── LISTED ENTRIES

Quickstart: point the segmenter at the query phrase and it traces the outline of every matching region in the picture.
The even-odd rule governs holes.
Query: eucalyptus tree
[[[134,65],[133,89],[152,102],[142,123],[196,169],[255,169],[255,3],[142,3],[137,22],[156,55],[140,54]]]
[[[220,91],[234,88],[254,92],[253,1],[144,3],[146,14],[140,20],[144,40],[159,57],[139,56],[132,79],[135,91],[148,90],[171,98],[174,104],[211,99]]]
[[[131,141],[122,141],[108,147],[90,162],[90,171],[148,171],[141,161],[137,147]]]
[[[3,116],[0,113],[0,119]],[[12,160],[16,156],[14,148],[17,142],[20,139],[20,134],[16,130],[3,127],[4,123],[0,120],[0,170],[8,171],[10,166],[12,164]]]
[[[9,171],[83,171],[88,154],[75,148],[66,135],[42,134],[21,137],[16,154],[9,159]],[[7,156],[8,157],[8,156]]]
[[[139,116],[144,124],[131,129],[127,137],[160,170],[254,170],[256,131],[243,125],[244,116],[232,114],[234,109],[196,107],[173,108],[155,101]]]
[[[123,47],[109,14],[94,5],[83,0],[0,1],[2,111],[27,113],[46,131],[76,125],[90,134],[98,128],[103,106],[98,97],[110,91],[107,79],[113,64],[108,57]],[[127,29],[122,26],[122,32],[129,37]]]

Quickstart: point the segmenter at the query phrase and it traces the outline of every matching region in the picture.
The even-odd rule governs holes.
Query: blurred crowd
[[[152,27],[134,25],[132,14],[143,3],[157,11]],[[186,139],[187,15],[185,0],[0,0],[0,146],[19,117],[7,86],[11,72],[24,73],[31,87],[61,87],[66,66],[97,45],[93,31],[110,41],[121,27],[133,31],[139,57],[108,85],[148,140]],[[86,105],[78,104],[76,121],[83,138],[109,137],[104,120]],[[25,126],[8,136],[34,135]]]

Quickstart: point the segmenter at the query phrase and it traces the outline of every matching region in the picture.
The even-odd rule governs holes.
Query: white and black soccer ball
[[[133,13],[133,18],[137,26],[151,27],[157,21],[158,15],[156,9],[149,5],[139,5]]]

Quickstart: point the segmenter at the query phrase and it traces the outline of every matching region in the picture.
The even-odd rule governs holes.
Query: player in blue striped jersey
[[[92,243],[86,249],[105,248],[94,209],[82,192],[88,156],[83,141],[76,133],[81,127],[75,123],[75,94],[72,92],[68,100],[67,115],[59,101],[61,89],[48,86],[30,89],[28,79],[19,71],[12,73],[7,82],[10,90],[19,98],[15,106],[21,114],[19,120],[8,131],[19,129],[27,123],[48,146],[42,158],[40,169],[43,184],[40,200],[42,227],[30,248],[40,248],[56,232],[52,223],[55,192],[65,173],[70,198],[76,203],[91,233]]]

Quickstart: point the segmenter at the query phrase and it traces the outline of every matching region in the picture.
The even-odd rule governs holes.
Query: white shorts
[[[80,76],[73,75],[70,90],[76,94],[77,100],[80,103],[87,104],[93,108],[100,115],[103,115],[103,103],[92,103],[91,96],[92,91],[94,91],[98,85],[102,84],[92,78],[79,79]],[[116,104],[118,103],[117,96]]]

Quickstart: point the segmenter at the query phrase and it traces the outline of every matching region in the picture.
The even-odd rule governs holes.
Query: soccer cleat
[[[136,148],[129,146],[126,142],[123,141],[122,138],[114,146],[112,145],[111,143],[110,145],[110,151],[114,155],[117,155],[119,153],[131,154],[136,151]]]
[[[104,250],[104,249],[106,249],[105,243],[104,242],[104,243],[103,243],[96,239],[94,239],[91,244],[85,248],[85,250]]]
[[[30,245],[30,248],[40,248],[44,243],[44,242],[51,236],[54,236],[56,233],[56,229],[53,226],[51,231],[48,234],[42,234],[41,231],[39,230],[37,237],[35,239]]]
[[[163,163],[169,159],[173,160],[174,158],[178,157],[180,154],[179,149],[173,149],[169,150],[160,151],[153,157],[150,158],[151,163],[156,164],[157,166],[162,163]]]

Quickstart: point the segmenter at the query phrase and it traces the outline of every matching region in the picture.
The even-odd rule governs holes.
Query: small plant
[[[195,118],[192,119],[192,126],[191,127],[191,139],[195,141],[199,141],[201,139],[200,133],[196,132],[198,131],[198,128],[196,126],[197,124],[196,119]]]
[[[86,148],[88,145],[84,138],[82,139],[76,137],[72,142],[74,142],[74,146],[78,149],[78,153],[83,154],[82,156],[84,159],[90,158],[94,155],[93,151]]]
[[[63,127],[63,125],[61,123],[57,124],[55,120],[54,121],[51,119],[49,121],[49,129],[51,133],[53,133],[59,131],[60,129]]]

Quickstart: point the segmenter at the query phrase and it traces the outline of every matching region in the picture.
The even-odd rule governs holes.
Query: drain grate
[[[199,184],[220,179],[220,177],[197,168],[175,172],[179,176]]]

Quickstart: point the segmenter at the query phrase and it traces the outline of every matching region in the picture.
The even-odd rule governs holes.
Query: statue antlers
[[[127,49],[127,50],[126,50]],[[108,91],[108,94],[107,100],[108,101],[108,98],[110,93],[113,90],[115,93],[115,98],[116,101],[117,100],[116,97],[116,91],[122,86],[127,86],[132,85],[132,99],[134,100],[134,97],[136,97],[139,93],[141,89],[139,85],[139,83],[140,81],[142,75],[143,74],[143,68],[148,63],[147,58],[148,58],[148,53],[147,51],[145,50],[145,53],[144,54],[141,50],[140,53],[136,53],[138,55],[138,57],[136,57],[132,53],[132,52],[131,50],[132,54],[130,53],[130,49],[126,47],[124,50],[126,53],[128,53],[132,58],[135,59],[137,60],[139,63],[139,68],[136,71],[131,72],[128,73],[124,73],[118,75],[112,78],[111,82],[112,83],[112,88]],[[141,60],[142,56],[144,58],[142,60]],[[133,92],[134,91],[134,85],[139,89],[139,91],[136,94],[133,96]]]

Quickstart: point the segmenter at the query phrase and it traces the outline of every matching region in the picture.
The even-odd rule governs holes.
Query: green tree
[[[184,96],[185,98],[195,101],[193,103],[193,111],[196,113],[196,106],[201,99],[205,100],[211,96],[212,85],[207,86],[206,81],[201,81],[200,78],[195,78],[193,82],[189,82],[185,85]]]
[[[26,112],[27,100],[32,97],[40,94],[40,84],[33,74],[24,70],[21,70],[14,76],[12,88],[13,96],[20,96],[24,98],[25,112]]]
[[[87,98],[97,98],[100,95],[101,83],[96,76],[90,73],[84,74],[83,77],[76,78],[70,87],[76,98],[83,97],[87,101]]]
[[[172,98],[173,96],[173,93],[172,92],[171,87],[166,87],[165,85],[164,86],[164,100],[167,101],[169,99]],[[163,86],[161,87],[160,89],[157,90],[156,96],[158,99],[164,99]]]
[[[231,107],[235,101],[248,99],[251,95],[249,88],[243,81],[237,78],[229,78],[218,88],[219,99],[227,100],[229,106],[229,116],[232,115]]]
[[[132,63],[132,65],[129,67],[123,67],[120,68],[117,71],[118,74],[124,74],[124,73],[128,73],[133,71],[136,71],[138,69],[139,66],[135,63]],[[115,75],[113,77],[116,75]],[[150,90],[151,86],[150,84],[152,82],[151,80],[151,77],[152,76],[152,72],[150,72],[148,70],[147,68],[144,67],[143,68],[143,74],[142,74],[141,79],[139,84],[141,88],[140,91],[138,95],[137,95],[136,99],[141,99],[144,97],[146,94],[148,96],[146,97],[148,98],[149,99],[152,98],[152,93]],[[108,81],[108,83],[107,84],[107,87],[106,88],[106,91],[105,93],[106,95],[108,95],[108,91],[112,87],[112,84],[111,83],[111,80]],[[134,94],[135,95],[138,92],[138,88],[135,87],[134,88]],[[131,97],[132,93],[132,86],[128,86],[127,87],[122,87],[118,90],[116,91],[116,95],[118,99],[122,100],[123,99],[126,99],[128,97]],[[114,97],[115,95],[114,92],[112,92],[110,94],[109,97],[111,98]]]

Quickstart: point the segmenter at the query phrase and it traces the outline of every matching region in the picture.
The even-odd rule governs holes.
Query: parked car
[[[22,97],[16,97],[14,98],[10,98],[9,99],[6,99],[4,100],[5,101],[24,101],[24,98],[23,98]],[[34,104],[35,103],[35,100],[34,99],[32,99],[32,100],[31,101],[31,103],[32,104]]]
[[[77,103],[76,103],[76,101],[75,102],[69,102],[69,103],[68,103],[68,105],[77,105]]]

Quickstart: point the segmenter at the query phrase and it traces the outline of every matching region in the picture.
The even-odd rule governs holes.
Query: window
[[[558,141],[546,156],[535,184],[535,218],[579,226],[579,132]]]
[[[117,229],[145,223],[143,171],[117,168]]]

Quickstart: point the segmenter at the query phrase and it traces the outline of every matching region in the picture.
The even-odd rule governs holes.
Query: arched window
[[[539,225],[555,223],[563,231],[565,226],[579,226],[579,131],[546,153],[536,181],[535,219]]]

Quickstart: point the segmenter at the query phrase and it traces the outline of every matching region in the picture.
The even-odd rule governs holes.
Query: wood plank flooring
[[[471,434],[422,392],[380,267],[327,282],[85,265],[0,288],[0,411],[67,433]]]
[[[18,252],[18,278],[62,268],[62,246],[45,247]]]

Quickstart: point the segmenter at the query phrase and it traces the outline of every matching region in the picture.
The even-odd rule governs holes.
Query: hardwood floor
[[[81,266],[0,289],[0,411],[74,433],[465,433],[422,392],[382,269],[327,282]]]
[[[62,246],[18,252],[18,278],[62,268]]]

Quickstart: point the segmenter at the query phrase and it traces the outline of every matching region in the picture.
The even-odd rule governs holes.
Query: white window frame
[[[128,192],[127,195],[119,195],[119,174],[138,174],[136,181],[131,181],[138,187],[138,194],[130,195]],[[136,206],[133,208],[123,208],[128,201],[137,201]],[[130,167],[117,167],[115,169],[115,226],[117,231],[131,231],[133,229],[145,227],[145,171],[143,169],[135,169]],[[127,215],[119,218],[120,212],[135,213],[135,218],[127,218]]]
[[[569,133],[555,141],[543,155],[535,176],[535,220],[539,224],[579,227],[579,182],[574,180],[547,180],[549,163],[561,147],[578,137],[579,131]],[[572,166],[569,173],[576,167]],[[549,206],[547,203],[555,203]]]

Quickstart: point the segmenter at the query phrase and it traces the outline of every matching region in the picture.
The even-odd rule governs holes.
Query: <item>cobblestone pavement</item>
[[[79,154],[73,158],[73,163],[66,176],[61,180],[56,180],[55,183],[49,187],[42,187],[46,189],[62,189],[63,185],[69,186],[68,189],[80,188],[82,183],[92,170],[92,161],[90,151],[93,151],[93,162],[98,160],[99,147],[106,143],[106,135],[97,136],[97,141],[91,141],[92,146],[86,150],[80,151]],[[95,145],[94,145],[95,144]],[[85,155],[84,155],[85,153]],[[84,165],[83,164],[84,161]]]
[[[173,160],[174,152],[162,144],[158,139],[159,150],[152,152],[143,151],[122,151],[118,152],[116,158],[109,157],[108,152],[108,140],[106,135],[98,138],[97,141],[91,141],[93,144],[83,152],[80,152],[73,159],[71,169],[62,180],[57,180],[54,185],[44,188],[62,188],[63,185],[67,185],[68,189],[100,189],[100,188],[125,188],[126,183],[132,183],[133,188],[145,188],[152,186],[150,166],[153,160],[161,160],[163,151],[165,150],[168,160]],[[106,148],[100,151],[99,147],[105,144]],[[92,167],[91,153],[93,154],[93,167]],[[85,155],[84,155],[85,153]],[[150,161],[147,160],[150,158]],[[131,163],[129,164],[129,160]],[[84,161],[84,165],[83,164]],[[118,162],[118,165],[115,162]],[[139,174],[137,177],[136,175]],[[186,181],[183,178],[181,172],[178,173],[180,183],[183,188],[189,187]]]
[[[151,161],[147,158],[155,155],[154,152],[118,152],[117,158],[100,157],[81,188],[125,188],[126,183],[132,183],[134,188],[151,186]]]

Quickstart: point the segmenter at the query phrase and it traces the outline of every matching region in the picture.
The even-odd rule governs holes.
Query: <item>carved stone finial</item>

────

• _WORK INSTRUCTIONS_:
Count how many lines in the records above contain the word "white", and reply with that number alone.

• _PROBLEM SOLUTION_:
3